**Aim**
Write out, without any alteration, the lines of the items from the line containing "If you could indicate the camp chair" through the end of the items, including both of these ends.

**Location annotation dataset excerpts**
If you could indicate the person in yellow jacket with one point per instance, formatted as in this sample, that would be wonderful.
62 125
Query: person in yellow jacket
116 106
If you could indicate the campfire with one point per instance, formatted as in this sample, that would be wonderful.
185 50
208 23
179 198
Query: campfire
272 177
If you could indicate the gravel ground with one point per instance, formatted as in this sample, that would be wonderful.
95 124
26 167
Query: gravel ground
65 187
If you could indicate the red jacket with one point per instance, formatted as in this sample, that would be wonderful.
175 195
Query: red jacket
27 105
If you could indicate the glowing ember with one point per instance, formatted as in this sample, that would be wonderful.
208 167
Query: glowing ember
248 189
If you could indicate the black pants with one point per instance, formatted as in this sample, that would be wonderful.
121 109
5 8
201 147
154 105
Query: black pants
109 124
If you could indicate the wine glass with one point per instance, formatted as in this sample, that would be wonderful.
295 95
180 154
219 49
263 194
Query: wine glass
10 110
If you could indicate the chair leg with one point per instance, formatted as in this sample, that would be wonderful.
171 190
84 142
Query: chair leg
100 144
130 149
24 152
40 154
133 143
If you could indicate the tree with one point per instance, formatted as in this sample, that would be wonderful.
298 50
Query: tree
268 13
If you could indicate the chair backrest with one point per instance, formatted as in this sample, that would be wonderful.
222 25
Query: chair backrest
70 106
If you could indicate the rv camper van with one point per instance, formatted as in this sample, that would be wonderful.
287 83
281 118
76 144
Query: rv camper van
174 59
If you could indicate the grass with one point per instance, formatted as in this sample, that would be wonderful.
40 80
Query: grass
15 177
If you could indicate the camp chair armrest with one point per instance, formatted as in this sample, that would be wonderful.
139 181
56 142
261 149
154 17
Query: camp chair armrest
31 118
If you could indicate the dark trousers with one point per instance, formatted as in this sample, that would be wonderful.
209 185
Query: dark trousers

**Solution for this exercise**
If you could indicate the camp chair armrest with one point per instance, formatted as in this sample, that would be wonderful.
139 181
56 142
261 149
154 17
Query: camp chair armrest
31 118
If you could indicate the dark trousers with one point per instance, formatted as in this sample, that would be wonderful.
209 185
Query: dark trousers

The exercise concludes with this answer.